▸ **Task objective**:
Among the records below, count the lines where "woman" occurs, and report that total alone.

▸ **Available data**:
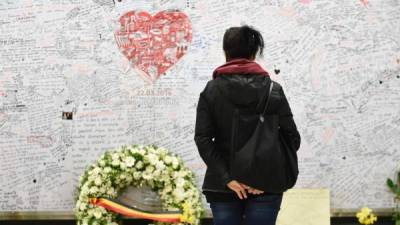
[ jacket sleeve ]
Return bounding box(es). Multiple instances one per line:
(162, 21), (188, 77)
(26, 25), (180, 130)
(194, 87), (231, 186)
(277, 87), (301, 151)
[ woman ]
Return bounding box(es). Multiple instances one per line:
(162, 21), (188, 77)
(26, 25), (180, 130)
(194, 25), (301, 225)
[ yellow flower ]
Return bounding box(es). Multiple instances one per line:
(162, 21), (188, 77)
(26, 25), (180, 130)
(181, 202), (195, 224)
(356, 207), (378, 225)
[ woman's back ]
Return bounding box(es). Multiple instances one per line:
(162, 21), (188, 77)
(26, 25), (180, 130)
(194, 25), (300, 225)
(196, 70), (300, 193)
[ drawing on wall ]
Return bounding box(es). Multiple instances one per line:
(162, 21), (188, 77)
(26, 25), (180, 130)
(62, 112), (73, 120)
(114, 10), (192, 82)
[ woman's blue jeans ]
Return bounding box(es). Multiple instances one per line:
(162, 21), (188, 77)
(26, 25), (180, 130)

▸ **Expected answer**:
3